'''

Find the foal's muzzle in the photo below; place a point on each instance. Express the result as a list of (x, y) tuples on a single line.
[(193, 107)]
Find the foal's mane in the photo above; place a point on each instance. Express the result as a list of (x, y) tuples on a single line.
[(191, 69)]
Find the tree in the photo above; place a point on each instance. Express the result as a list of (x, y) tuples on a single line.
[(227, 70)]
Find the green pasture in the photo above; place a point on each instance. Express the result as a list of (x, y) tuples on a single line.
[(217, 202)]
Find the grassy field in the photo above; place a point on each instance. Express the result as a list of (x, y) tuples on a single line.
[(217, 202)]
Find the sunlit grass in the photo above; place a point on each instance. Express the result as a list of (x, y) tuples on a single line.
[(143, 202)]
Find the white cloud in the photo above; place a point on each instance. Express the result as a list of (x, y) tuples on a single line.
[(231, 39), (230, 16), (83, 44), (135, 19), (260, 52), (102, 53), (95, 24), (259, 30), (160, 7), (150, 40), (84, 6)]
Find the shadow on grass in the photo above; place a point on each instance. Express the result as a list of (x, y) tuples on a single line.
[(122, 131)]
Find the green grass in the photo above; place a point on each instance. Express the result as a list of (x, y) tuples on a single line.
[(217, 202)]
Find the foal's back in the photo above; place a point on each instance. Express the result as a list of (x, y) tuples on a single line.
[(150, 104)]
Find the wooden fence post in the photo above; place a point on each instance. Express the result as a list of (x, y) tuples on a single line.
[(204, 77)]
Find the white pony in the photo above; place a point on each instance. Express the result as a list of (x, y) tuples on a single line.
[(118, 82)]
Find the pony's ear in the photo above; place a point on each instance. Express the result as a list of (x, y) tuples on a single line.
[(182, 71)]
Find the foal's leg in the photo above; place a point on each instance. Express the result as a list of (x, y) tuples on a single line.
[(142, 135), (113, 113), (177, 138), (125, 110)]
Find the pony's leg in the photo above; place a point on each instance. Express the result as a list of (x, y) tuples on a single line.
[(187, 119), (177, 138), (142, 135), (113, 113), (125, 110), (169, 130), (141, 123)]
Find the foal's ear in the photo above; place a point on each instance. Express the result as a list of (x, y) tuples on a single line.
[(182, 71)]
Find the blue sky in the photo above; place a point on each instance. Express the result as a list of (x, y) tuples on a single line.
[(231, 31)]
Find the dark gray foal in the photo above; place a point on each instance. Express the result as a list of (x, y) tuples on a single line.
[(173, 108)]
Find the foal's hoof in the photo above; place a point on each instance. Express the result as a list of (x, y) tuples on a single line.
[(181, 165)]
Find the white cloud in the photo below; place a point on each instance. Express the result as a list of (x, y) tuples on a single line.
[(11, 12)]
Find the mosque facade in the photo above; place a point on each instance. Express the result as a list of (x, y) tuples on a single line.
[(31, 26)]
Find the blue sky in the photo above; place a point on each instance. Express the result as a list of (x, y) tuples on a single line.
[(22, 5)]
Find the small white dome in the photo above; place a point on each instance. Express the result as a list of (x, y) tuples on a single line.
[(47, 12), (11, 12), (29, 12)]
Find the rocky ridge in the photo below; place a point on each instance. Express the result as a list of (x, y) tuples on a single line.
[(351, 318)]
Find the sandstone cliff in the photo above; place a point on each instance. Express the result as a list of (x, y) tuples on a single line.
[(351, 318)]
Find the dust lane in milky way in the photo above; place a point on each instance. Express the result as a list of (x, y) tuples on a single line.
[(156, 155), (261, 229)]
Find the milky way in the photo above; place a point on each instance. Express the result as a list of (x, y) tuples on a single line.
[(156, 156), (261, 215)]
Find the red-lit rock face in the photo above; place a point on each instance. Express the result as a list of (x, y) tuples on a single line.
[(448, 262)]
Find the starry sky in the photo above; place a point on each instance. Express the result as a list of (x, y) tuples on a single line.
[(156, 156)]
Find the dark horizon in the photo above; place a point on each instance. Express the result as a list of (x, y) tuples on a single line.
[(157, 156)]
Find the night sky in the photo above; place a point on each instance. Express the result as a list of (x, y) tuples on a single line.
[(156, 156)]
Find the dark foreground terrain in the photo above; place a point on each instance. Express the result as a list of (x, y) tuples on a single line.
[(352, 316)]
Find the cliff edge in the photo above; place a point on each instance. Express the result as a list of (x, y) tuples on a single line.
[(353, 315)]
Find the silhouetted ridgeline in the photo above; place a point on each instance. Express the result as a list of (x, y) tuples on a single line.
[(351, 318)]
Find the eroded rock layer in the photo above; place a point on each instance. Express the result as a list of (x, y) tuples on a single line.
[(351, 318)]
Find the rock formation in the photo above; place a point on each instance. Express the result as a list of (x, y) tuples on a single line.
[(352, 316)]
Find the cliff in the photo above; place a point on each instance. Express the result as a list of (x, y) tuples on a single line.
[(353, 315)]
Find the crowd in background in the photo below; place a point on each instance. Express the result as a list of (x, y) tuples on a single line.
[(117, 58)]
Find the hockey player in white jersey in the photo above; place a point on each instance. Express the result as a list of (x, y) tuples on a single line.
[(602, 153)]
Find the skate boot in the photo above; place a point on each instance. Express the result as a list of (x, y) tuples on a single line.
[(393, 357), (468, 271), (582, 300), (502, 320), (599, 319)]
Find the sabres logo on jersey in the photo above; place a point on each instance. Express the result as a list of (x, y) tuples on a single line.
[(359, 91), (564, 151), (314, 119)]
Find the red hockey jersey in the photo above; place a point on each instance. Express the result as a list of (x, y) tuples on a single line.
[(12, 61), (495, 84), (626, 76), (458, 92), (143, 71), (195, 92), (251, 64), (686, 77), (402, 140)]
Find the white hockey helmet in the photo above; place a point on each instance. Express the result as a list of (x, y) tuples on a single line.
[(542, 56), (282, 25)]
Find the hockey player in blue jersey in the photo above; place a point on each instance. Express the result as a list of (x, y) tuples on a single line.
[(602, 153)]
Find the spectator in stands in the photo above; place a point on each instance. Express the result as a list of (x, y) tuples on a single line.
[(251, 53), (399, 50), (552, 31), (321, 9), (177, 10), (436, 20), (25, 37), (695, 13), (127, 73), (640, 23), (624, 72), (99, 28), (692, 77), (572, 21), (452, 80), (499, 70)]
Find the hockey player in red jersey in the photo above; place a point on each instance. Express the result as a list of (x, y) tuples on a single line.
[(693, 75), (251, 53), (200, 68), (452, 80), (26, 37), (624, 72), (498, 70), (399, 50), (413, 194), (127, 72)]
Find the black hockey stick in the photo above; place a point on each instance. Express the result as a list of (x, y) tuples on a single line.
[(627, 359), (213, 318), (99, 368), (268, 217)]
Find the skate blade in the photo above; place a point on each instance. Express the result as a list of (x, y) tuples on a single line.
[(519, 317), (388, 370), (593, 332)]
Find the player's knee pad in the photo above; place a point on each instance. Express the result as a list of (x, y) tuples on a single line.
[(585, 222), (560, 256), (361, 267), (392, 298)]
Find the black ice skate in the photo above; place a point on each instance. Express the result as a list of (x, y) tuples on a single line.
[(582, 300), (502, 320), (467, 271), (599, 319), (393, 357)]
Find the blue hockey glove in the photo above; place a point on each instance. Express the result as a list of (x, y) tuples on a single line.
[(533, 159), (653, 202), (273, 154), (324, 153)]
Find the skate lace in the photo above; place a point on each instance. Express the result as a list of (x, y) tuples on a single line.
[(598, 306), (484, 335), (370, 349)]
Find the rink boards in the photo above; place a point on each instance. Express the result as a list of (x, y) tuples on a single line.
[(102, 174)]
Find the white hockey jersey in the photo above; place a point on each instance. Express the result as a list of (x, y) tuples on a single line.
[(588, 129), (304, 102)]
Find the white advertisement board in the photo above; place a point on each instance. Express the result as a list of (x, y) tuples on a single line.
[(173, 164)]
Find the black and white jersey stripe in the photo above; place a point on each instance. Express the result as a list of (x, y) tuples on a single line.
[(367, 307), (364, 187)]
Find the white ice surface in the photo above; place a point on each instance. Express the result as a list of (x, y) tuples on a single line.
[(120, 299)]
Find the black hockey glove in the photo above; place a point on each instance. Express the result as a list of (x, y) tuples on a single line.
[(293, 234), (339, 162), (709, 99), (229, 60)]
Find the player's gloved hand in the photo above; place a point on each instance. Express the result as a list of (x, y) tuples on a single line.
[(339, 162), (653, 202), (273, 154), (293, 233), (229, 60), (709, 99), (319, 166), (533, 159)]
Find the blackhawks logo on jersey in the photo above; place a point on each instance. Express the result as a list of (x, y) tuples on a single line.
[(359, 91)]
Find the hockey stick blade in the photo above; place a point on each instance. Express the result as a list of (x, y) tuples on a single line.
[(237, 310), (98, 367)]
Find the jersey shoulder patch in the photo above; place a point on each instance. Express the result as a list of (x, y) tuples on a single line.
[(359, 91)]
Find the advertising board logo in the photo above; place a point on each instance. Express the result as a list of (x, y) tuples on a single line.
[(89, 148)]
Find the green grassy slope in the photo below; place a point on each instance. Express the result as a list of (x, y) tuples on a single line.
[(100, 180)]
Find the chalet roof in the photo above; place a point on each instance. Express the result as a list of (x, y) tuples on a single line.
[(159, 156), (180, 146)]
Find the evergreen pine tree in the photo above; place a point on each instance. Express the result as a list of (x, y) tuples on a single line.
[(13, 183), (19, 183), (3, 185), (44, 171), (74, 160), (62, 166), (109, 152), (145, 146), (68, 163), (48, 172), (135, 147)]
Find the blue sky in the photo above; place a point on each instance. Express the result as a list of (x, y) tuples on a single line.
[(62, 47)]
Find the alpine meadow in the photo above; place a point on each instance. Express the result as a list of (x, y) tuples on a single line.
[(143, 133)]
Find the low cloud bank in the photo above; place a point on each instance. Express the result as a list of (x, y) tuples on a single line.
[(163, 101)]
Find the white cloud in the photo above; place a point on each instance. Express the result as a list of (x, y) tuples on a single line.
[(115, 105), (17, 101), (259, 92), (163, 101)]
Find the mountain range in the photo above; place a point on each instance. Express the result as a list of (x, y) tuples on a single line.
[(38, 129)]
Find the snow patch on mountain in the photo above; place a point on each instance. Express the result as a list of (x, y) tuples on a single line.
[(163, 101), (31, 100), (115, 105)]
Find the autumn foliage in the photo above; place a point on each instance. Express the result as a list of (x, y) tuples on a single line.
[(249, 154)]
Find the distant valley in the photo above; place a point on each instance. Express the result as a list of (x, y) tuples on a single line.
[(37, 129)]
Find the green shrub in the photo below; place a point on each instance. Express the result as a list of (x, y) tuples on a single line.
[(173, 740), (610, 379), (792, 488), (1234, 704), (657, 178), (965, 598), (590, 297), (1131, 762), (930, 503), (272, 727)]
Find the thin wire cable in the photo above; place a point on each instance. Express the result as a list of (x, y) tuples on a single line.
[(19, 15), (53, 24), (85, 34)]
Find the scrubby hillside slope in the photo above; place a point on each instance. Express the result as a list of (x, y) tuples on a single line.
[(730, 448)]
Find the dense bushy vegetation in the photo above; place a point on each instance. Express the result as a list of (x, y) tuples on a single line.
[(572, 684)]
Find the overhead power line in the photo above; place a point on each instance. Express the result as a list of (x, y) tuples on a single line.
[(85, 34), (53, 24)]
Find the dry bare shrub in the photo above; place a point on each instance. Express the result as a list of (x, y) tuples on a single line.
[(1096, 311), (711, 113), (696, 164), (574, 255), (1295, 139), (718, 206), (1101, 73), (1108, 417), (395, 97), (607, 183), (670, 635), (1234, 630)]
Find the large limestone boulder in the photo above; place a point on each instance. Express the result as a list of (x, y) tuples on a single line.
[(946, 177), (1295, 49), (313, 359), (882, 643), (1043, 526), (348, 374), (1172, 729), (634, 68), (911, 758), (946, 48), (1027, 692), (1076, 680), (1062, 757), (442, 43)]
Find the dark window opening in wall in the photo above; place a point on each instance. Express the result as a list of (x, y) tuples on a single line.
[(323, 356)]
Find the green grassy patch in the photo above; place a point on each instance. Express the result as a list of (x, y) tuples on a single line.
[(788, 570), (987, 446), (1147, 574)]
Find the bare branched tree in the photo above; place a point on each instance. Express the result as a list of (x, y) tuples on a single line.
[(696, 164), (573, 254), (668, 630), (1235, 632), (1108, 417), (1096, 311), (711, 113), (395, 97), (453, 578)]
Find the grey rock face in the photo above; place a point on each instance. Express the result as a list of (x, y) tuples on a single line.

'''

**OBJECTIVE**:
Print the lines of the records again without any change, from the line containing "Find the distant" through the line containing "[(19, 15), (53, 24), (85, 34)]", both included.

**ANSWER BELOW**:
Find the distant valley in the photo above; place a point on each instance. Express the result as a list of (x, y) tuples on a single line.
[(37, 129)]
Find the green shrub in the photo below; place a point on each instance. Express the result as a list of (x, y) tuples on a single line.
[(173, 740), (610, 379), (792, 488), (1234, 704), (657, 178), (965, 598), (590, 297), (1131, 762), (930, 503), (272, 727)]
Find the thin wire cable in the photo above; place a point on each instance. Express the result as a list of (x, y) tuples on a single line.
[(19, 15), (53, 24), (85, 34)]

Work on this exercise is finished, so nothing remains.